┌─ Quoted passage

Global sales of pharmaceuticals will grow at a rate of 5%-8% annually over the next five years, IMS Health forecasts – even as products with sales of more than $142 billion lose patent protection in top markets, reducing drug spending by $80-$100 billion.

“This forecast period covers the years in which we have a significant number of major products losing patent protection in developed markets,” said IMS SVP healthcare insights Murray Aitken. “Nevertheless, we are forecasting this relatively strong growth on the basis of continued high levels of patient demand for pharmaceuticals and a strong level of growth from the emerging markets, particularly those we refer to as the pharmerging markets.”

IMS forecasts 14%-17% growth in its “pharmerging markets” for the five-year period, with those markets contributing between $120 billion and $140 billion in growth. Major developed markets will grow 3%-6%, IMS predicted, contributing about the same amount in dollars as the fast-growing markets in poorer countries.

The US will remain the top market, with 3%-6% growth through 2014 and sales reaching $360-$390 billion, despite staggering patent losses. The US represents about two-thirds of the value of the impending patent losses, said Aitken, and six of the world’s ten best-selling drugs are set to face generic competition in the next two years: Lipitor, Plavix, Advair, Seroquel, Singulair and Actos.

For 2010, IMS has predicted global pharmaceutical sales growth of 4%-6%. Last year, the market grew 7% to $837 billion.

└─
┌─ Input data

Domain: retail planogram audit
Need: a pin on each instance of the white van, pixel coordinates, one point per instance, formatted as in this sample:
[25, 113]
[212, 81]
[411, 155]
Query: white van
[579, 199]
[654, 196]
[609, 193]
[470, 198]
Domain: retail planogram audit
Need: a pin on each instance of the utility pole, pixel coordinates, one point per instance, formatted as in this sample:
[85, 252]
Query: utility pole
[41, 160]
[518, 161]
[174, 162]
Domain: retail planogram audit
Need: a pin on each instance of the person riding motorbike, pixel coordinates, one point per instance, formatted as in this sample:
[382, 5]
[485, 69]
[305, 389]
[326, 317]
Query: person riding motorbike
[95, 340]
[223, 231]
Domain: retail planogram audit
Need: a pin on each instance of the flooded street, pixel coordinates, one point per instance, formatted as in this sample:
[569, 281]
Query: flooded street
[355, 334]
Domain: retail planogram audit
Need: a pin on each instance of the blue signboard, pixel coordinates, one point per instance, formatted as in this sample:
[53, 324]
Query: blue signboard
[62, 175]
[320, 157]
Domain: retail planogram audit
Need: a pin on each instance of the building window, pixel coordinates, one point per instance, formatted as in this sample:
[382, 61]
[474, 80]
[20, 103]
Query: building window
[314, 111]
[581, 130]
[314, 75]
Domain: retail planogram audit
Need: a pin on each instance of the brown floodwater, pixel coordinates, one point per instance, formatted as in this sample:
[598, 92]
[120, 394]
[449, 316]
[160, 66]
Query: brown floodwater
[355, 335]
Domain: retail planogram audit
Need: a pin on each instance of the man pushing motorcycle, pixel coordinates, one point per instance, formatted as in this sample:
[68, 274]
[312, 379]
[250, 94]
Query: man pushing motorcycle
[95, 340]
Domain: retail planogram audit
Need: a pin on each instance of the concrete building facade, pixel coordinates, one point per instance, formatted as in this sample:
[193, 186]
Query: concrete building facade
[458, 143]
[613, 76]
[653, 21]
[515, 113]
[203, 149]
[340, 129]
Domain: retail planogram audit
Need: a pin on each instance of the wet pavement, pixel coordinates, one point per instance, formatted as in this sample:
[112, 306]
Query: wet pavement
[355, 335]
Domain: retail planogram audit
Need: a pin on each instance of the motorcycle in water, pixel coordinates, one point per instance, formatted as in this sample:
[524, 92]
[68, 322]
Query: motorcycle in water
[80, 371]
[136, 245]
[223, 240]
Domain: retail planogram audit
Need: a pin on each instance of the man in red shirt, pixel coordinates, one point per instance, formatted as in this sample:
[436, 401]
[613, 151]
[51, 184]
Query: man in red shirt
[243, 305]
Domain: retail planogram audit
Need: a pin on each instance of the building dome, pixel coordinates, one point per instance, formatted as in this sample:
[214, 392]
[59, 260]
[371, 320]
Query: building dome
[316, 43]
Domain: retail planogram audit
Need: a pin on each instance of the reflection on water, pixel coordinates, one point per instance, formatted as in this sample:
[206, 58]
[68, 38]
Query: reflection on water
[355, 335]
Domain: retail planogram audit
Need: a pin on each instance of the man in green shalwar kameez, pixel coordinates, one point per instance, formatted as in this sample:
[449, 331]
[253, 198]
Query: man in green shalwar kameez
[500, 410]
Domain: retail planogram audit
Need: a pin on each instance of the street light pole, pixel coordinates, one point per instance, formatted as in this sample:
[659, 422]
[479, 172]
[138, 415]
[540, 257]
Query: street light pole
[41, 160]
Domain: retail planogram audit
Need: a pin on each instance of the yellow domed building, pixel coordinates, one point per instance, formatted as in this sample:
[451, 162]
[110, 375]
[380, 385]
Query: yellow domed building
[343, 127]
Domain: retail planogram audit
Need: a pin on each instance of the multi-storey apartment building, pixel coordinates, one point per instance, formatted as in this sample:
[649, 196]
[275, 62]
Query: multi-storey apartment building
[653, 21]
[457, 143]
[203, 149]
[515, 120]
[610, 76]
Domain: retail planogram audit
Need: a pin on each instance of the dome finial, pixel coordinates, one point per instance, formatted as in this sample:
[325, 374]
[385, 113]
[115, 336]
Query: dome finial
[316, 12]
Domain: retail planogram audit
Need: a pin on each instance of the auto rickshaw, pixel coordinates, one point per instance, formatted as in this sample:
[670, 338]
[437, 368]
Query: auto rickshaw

└─

= Required action =
Print the passage of the pharmaceutical sales forecast text from "IMS forecasts 14%-17%" up to and including "Singulair and Actos.", word for word.

= Exercise solution =
IMS forecasts 14%-17% growth in its “pharmerging markets” for the five-year period, with those markets contributing between $120 billion and $140 billion in growth. Major developed markets will grow 3%-6%, IMS predicted, contributing about the same amount in dollars as the fast-growing markets in poorer countries.

The US will remain the top market, with 3%-6% growth through 2014 and sales reaching $360-$390 billion, despite staggering patent losses. The US represents about two-thirds of the value of the impending patent losses, said Aitken, and six of the world’s ten best-selling drugs are set to face generic competition in the next two years: Lipitor, Plavix, Advair, Seroquel, Singulair and Actos.